About this exercise
Once the line holding "Return one point per instance of the yellow fabric" appears, repeat it and each line after it to the end of the data, exactly and with nothing else; pictures stay out.

Information provided
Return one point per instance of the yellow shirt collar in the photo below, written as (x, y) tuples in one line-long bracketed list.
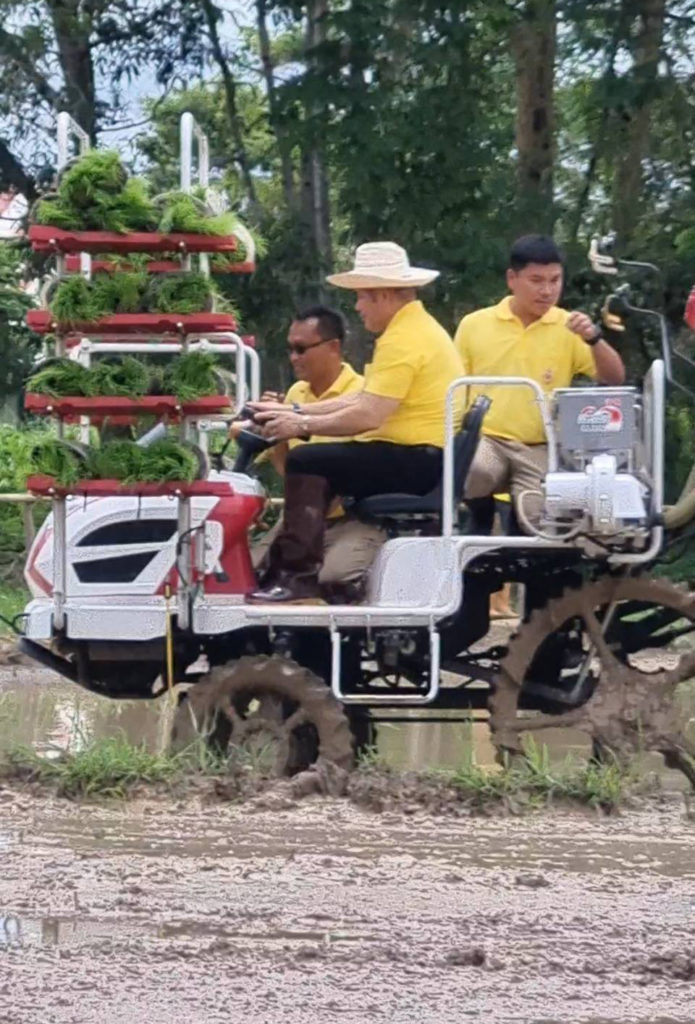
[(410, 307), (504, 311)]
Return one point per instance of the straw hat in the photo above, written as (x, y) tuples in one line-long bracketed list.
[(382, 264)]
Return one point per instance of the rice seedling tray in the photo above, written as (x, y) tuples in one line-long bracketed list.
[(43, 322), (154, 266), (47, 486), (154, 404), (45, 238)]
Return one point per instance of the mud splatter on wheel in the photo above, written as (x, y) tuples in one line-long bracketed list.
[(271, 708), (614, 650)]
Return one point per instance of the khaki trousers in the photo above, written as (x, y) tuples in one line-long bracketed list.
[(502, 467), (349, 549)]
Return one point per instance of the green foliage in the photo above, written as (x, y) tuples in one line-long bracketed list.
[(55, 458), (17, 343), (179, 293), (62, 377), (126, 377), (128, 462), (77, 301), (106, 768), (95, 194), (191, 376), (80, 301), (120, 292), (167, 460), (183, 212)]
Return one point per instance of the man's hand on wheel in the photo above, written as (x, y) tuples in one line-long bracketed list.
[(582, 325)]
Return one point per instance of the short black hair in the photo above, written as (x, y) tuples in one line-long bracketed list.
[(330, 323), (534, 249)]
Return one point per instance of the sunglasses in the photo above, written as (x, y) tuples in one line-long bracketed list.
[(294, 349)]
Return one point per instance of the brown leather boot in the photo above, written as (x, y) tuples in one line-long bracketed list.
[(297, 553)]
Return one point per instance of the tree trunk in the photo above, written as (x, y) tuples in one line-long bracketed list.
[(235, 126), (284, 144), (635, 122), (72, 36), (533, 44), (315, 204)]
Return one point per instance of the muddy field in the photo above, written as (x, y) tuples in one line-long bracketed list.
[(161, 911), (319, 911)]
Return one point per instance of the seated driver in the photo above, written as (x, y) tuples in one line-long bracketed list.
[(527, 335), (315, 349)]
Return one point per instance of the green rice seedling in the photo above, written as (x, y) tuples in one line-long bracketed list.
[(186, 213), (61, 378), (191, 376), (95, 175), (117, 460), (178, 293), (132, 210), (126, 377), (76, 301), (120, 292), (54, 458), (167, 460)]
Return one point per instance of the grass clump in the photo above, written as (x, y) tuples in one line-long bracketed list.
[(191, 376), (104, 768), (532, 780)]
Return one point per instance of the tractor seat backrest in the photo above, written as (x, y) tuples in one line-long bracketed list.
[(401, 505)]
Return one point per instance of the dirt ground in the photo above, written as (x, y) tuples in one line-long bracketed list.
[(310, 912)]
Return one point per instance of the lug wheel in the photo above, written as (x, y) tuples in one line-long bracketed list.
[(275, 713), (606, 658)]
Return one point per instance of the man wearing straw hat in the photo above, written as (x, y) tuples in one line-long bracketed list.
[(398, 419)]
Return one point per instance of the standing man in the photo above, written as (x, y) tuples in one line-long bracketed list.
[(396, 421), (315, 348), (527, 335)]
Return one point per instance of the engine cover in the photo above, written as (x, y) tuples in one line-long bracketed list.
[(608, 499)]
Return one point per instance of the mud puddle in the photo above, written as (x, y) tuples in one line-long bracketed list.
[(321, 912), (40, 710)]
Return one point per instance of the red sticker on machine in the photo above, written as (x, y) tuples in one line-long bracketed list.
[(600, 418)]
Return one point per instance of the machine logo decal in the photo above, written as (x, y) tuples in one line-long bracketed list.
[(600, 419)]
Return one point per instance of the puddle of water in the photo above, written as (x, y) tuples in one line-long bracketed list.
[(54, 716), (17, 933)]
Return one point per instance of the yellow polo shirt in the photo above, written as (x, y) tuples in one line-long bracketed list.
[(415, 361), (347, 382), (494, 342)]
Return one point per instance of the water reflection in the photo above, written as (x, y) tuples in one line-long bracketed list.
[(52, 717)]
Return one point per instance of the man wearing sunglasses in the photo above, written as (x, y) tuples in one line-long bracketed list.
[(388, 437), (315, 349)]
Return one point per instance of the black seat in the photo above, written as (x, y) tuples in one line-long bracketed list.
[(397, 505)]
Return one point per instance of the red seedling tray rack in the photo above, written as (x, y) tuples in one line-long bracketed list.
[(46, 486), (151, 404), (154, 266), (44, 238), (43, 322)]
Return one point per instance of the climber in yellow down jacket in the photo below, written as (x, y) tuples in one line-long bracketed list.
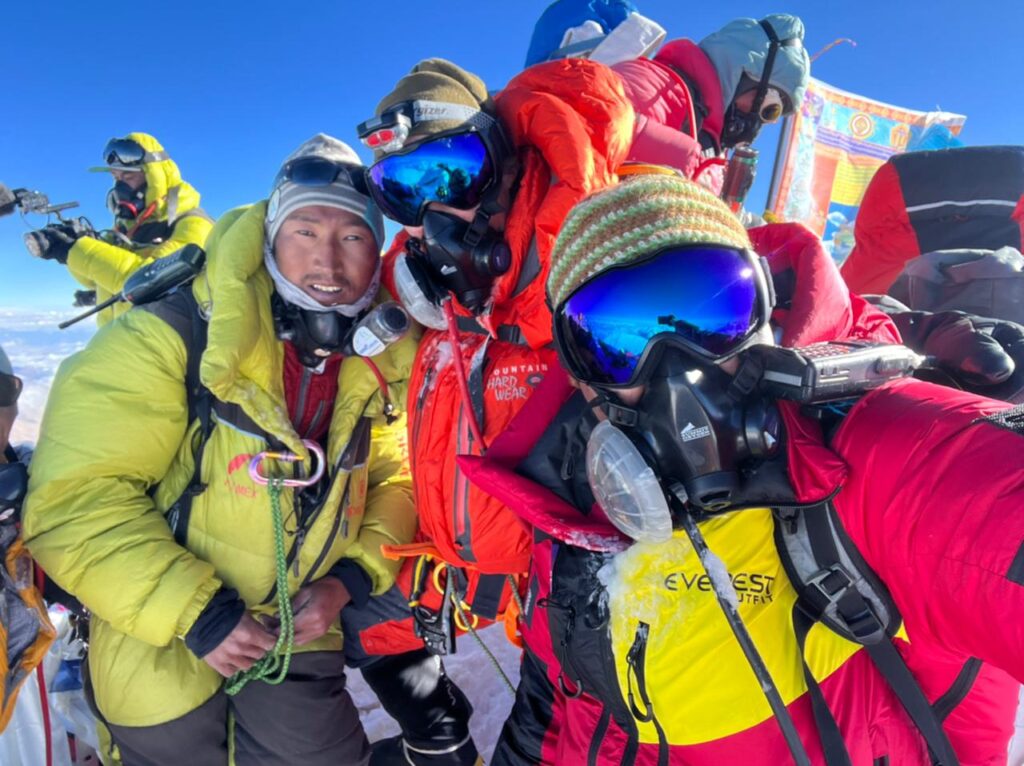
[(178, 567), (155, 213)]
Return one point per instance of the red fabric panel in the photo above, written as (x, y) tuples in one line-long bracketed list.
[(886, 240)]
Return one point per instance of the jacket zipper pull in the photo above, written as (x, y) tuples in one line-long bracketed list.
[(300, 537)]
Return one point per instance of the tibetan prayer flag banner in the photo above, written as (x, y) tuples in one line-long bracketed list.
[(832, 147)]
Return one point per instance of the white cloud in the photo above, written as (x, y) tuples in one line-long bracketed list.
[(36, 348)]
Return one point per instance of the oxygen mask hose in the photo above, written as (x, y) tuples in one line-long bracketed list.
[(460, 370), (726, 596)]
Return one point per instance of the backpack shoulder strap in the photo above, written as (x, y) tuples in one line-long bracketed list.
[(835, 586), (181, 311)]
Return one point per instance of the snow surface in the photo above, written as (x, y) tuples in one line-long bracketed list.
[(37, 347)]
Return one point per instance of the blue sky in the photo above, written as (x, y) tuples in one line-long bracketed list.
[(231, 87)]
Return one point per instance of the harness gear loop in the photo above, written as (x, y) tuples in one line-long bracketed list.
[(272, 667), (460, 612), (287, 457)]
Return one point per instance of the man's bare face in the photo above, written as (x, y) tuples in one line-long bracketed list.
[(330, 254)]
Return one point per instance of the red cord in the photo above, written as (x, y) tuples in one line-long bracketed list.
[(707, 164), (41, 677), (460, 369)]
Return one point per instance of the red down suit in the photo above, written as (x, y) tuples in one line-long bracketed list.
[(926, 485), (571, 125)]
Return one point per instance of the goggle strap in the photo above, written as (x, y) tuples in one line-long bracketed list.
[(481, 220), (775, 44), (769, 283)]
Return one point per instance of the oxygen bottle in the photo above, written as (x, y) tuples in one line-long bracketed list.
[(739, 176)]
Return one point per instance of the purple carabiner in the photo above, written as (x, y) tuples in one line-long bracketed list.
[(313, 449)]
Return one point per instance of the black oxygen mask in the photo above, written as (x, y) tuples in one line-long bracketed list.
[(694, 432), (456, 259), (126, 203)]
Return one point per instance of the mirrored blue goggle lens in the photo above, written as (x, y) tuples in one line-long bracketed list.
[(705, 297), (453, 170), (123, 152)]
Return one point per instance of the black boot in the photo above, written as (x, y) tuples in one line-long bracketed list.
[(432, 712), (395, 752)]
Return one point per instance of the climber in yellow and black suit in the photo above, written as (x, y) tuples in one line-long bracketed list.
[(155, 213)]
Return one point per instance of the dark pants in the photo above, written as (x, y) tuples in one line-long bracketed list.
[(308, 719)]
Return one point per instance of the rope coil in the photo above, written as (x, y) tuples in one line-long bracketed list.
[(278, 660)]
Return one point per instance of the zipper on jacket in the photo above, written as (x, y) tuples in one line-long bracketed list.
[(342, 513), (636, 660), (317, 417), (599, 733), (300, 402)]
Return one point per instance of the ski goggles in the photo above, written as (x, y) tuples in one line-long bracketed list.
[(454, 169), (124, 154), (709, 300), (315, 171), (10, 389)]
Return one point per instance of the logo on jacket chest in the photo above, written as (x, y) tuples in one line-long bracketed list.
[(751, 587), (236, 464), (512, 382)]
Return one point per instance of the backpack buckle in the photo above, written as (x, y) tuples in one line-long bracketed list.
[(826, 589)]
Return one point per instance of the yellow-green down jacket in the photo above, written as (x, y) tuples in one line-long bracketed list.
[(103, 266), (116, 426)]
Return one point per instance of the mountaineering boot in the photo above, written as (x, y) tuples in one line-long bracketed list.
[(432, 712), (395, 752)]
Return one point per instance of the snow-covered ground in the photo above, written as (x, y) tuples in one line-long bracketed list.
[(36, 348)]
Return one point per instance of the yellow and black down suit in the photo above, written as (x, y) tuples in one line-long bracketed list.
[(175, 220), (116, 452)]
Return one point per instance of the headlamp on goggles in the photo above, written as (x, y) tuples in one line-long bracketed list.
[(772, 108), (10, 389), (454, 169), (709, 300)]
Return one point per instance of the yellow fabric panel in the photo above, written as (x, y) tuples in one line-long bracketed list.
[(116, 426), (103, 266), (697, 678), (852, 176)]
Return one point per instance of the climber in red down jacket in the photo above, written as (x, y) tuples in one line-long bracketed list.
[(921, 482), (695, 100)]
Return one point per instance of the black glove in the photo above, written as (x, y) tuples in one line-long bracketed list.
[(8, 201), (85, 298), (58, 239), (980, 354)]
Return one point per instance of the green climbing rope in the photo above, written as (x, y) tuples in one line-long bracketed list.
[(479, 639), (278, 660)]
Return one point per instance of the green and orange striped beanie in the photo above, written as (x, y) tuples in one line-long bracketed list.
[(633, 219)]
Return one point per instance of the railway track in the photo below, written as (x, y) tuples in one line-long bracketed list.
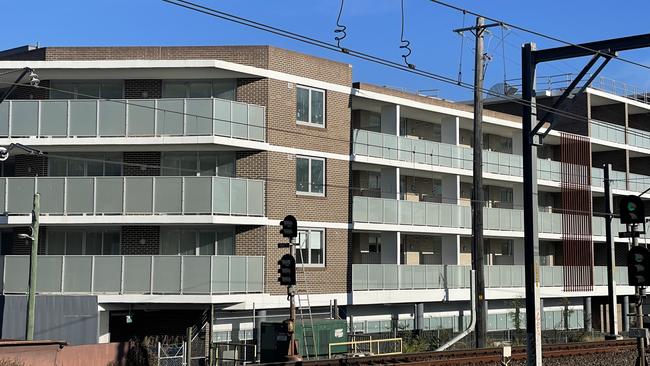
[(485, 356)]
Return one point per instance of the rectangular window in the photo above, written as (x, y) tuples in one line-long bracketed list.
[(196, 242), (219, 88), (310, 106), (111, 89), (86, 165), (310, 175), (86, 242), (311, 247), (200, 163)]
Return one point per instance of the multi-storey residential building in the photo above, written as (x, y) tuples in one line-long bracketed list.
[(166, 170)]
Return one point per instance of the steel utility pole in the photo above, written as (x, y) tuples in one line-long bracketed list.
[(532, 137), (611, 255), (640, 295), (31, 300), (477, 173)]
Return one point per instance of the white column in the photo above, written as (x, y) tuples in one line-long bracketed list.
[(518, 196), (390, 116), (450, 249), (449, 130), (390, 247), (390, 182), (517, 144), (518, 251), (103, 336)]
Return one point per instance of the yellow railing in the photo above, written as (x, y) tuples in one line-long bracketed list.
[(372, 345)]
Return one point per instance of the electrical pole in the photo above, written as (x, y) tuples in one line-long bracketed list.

Exercise solution
Return one point per instance of the yellow fabric panel in the photo above, written as (x, y) tuples in one line-long bracketed list.
[(116, 426), (103, 266), (697, 678), (852, 176)]
Return one point per instance of the climber in red down jacket in the photo above, written as (x, y) tuples in one line-long bracketed list.
[(921, 482), (695, 100)]
Return one point per instance of the black glove in the photo above, written as (x, y) tuples in one line-long bracketed list.
[(8, 201), (85, 298), (58, 239), (980, 354)]
Return one point per instance of the green climbing rope in the photo above, written as (x, y) tuples in one line-long bracketed list.
[(479, 639), (278, 660)]
Return one point per instance of the green and orange striped beanie in the photo above, written as (x, y) tuples in one line-long bracketed list.
[(633, 219)]
Return one point per instance of the railway track in the photo below, written as (x, y) tuples in one line-long bracketed list.
[(485, 356)]
Return one point per instance of the rectangular window in the photo above, written as (x, y) tuples in one line-long bracketed list.
[(196, 242), (219, 88), (310, 106), (111, 89), (86, 165), (310, 175), (86, 242), (311, 247), (200, 163)]
Return one point per instance of the multi-storey residential building in the photo above, written as (x, y) tuples in one line-long bracketed list.
[(166, 170)]
Return one point per instance of the steel utility pole in the photo above, written as (x, y) tuples in one line-long bracketed list.
[(532, 137), (611, 255), (640, 295), (31, 300), (477, 173)]
Return one point per instance of the white column in the photo above, written as (x, y) tuples in one line-long bracketed list.
[(518, 196), (390, 116), (450, 249), (449, 130), (390, 247), (390, 182), (517, 144), (518, 251), (103, 336)]
Return one point per instance of the yellow railing in the photo above, written as (x, y) tuples in one line-long bracketed list.
[(372, 345)]
Return one point per instance of the electrical pole in the photo above, written as (x, y) tuples in one line-long bracketed list.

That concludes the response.